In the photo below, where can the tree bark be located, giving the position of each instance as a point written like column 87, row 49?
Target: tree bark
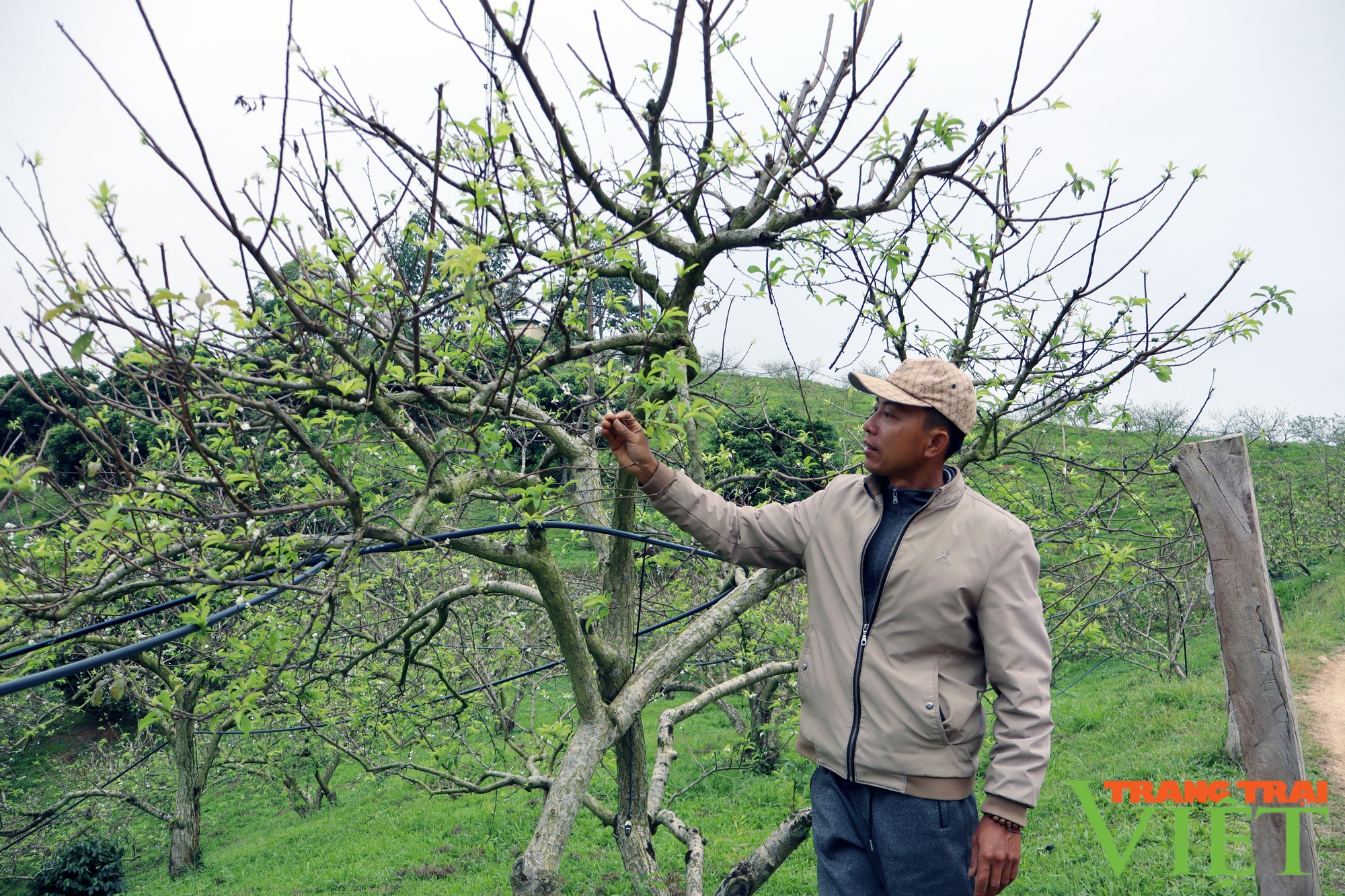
column 185, row 829
column 754, row 870
column 1233, row 743
column 1252, row 637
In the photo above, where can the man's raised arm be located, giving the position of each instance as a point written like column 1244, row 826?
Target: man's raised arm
column 773, row 536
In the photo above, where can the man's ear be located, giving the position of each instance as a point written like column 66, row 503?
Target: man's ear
column 937, row 444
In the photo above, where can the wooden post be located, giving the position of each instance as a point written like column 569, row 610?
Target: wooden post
column 1252, row 638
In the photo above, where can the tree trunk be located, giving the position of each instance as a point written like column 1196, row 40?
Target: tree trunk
column 634, row 838
column 622, row 579
column 1219, row 478
column 185, row 830
column 1233, row 743
column 747, row 876
column 537, row 870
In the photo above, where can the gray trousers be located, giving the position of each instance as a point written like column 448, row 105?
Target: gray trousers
column 880, row 842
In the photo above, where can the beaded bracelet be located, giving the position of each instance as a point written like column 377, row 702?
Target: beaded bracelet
column 1013, row 827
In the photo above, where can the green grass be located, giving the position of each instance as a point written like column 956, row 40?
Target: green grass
column 385, row 837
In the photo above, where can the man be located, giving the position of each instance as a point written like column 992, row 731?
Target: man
column 921, row 594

### What is required:
Output the line holding "In the photo above, where can the man's raised", then every later line through the end of the records above, exactly as given and nothing else.

### Task answer:
In the photo above, where can the man's raised arm be located, giving the position of each instance as a point written like column 1244, row 826?
Target: man's raised arm
column 773, row 536
In the photo above, where can the man's ear be located, giving the position of each instance as a point written like column 66, row 503?
Target: man's ear
column 937, row 444
In the photo above, where can the wooden post be located, giving the position of each instance as a point written like column 569, row 610?
Target: wooden post
column 1252, row 638
In the photo above, where can the tree trunk be located, giving the position of each instance as a point written like column 1196, row 40?
Target: tree trunk
column 634, row 838
column 622, row 579
column 1219, row 478
column 185, row 830
column 1233, row 743
column 747, row 876
column 537, row 870
In the photo above, where can the gray trousers be located, giving the position of each instance as a point written like column 448, row 105?
Target: gray trousers
column 880, row 842
In the photo above, where can the beaded bracelet be located, giving the position of each instance as a point written like column 377, row 702?
Target: beaded bracelet
column 1013, row 827
In the photo above, where can the green grass be located, giving the position of each instance as a point written like column 956, row 40?
Target: green grass
column 385, row 837
In the photo above, where can the man be located, giving the position of each instance as a point written like column 992, row 731?
Target: man
column 921, row 594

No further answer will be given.